WHAT TO DO:
Please transcribe the data below in full. Omit any picture you find in it.
>>>>
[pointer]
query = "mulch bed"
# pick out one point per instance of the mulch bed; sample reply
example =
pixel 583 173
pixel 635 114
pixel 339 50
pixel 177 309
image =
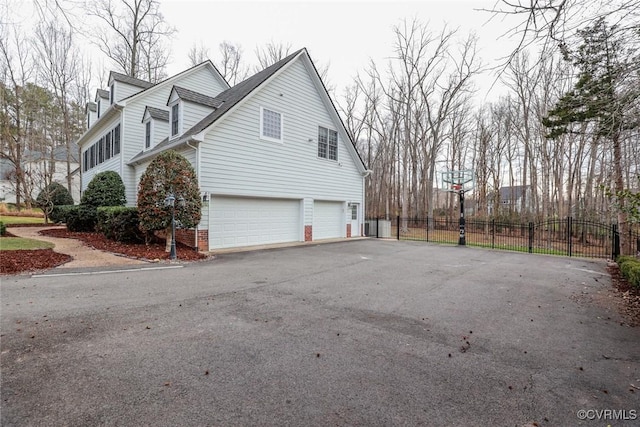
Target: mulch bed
pixel 14 262
pixel 152 251
pixel 22 261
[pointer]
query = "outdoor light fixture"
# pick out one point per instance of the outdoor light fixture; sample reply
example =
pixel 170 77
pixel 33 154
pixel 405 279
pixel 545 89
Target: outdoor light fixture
pixel 170 200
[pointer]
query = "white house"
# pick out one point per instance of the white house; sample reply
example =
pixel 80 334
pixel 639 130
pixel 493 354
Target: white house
pixel 273 158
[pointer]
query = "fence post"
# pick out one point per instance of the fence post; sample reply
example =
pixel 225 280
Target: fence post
pixel 615 242
pixel 569 229
pixel 493 233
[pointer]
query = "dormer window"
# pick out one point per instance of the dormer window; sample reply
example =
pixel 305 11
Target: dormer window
pixel 175 119
pixel 270 125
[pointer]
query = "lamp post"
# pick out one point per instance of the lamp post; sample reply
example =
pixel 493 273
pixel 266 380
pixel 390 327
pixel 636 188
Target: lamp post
pixel 170 200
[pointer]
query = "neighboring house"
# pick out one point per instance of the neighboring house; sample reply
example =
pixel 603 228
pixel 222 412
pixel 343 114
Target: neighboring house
pixel 273 159
pixel 39 170
pixel 510 198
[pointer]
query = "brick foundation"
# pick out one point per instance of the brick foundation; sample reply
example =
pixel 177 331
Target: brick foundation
pixel 188 237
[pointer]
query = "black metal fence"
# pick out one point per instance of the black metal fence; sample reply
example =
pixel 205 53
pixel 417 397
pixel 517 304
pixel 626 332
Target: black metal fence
pixel 566 237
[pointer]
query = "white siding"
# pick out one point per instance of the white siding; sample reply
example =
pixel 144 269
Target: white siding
pixel 124 90
pixel 236 161
pixel 200 80
pixel 328 220
pixel 113 164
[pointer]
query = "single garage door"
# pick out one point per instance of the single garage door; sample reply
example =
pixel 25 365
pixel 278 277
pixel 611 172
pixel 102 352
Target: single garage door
pixel 239 221
pixel 328 220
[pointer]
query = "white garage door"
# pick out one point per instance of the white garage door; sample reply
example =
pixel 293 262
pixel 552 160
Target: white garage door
pixel 245 222
pixel 328 220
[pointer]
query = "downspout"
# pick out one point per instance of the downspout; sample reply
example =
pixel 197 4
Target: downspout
pixel 198 176
pixel 364 174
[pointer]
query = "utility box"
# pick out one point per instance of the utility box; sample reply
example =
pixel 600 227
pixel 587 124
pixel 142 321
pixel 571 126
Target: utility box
pixel 378 228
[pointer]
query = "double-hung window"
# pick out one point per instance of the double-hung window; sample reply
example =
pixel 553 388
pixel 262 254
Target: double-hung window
pixel 270 125
pixel 327 143
pixel 175 119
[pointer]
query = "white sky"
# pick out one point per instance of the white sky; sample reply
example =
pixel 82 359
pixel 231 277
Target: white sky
pixel 343 34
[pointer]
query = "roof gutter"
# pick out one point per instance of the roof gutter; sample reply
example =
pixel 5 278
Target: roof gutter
pixel 175 144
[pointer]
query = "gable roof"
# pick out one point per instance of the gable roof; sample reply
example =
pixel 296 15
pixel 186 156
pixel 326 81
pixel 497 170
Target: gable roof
pixel 195 97
pixel 232 96
pixel 116 107
pixel 119 77
pixel 156 113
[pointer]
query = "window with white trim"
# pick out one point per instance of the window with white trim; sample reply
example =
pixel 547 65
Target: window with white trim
pixel 327 143
pixel 147 134
pixel 175 119
pixel 270 125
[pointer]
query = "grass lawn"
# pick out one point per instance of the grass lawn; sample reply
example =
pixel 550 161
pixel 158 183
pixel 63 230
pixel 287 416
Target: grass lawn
pixel 9 219
pixel 17 243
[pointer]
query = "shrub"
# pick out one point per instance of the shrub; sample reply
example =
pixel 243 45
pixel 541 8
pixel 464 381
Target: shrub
pixel 630 269
pixel 81 218
pixel 105 189
pixel 168 173
pixel 119 223
pixel 58 214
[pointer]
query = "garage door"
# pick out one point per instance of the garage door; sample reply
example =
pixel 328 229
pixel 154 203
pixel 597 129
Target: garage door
pixel 245 222
pixel 328 220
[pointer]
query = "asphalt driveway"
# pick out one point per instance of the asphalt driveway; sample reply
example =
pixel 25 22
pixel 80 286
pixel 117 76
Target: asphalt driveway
pixel 364 332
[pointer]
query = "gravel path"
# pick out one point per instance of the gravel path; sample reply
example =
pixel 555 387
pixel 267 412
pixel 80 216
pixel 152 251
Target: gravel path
pixel 83 256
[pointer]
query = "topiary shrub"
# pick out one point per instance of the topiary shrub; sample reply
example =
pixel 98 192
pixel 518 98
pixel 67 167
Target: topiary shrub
pixel 120 223
pixel 81 218
pixel 58 214
pixel 169 173
pixel 53 195
pixel 105 189
pixel 630 269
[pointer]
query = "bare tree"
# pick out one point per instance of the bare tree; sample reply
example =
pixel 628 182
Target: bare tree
pixel 133 35
pixel 59 65
pixel 16 70
pixel 230 63
pixel 198 53
pixel 271 53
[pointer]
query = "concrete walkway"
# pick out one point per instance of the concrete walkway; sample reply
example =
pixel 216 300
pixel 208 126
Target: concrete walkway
pixel 83 256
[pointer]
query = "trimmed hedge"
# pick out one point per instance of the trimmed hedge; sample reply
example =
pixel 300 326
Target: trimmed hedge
pixel 81 218
pixel 630 269
pixel 58 214
pixel 119 223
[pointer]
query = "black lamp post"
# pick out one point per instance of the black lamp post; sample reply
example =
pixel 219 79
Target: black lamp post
pixel 170 200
<<<<
RESPONSE AREA:
[pointer]
query = "mulch bed"
# pick out one point per instance of the mulch bed; sample reply
example =
pixel 583 173
pixel 635 114
pixel 339 50
pixel 177 309
image =
Target: mulch bed
pixel 14 262
pixel 152 251
pixel 22 261
[pointer]
query = "outdoor light fixture"
# pick out one point per instance of the outdoor light fixture; sample reply
example =
pixel 170 77
pixel 33 154
pixel 405 279
pixel 545 89
Target: outdoor light fixture
pixel 170 200
[pointer]
query = "white house"
# pick out one point per instance of the white house; sample reply
example =
pixel 80 334
pixel 639 130
pixel 493 354
Target: white house
pixel 273 158
[pointer]
query = "fence post"
# pick out one point per instance of the fence post; sample reply
example =
pixel 225 280
Target: fence post
pixel 615 242
pixel 569 229
pixel 493 233
[pointer]
query = "dormer window"
# pick out one point per instance of the dormer window; sample reply
example =
pixel 305 11
Target: dormer window
pixel 175 119
pixel 270 125
[pointer]
query = "lamp post"
# pick out one point per instance of the lamp post; sample reply
example =
pixel 493 273
pixel 266 380
pixel 390 327
pixel 636 188
Target: lamp post
pixel 170 200
[pointer]
query = "neighboring house"
# pick out one point per instance of the neighboring house; sample reply
example =
pixel 603 228
pixel 222 412
pixel 343 114
Target: neighboring house
pixel 273 159
pixel 39 170
pixel 510 198
[pointer]
query = "brick foundation"
# pick out one point per instance of the brick foundation; sample reply
example =
pixel 177 331
Target: brick foundation
pixel 188 237
[pointer]
query = "black metal fence"
# pick out one point per instance of the black metal fence; sample reply
example =
pixel 205 53
pixel 417 397
pixel 517 304
pixel 626 332
Target: black metal fence
pixel 566 237
[pointer]
query = "white siding"
# pick out one point per instance of the white siding; sample reply
example =
pixel 144 269
Target: white siding
pixel 124 90
pixel 236 161
pixel 200 80
pixel 328 220
pixel 113 164
[pointer]
query = "single garage door"
# pick out one point per instance of the single garage door; sample reply
example =
pixel 25 365
pixel 278 277
pixel 611 172
pixel 102 352
Target: single garage door
pixel 239 221
pixel 328 220
[pointer]
query = "white garage door"
# pick out one point per instance of the white garage door; sample reply
example =
pixel 293 262
pixel 552 160
Target: white garage door
pixel 245 222
pixel 328 220
[pointer]
query = "downspout"
# pick out one point per instance of the downspout; sample reply
example =
pixel 197 4
Target: downspout
pixel 198 176
pixel 364 174
[pointer]
query = "utility box"
# pick out one point per instance of the utility box; sample reply
example =
pixel 600 227
pixel 587 124
pixel 142 321
pixel 571 126
Target: utility box
pixel 378 228
[pointer]
query = "double-hung window"
# pick out one point per instance of the double-hung window; sample reply
example =
pixel 553 388
pixel 262 254
Target: double-hung window
pixel 270 125
pixel 327 143
pixel 175 119
[pointer]
query = "white sky"
# pick out one point per instance of the white sky; sample reply
example =
pixel 82 359
pixel 231 277
Target: white sky
pixel 343 34
[pointer]
query = "roof gutter"
# pick out one point per instance of the roof gutter; sample reply
example =
pixel 5 278
Target: roof gutter
pixel 175 144
[pointer]
query = "gable roof"
# pick out one point per instance of the gable roof; sample reply
example =
pixel 296 15
pixel 186 156
pixel 326 81
pixel 497 170
Target: gable roof
pixel 195 97
pixel 232 96
pixel 116 107
pixel 119 77
pixel 156 113
[pointer]
query = "window with white trim"
# pick out one point per instance of the window with white trim; sample reply
example =
pixel 547 65
Target: window with white trim
pixel 327 143
pixel 147 134
pixel 175 119
pixel 270 125
[pointer]
query = "grass lawn"
# pick out one point per instance of the grass lawn; sample reply
example =
pixel 550 161
pixel 158 183
pixel 63 230
pixel 287 416
Target: grass lawn
pixel 9 219
pixel 17 243
[pointer]
query = "shrub"
# pick out one point per instance of the shrub; sample reply
example =
pixel 243 45
pixel 541 8
pixel 464 381
Target: shrub
pixel 630 269
pixel 81 218
pixel 105 189
pixel 168 173
pixel 119 223
pixel 58 214
[pointer]
query = "garage door"
# pick out one point per instance of the garage door; sample reply
example =
pixel 328 229
pixel 154 203
pixel 597 129
Target: garage door
pixel 245 222
pixel 328 220
[pointer]
query = "asphalt driveway"
# pick out one point per instance of the asphalt driveway; sample reply
example =
pixel 25 22
pixel 80 286
pixel 117 76
Target: asphalt driveway
pixel 364 332
[pointer]
query = "gravel path"
# pick out one point per instance of the gravel path; sample reply
example =
pixel 555 387
pixel 267 412
pixel 80 216
pixel 152 251
Target: gravel path
pixel 83 256
[pointer]
query = "topiary shrub"
# pick out one point per instance of the topiary shrub; sample reply
example =
pixel 98 192
pixel 518 98
pixel 67 167
Target: topiary shrub
pixel 120 223
pixel 81 218
pixel 58 214
pixel 169 173
pixel 53 195
pixel 105 189
pixel 630 269
[pointer]
query = "bare tree"
# pick out one point per instance of the bare tree; sample reply
example =
pixel 628 182
Target: bare tree
pixel 133 35
pixel 59 65
pixel 16 70
pixel 230 63
pixel 198 53
pixel 271 53
[pointer]
query = "concrete walkway"
# pick out one point per instance of the concrete walkway; sample reply
example =
pixel 216 300
pixel 208 126
Target: concrete walkway
pixel 83 256
[pointer]
query = "trimmed hedge"
# pick out one point per instance of the trimmed hedge; sample reply
example =
pixel 300 326
Target: trimmed hedge
pixel 81 218
pixel 630 269
pixel 58 214
pixel 119 223
[pointer]
query = "black lamp post"
# pick out one point per instance of the black lamp post; sample reply
example =
pixel 219 79
Target: black lamp post
pixel 170 200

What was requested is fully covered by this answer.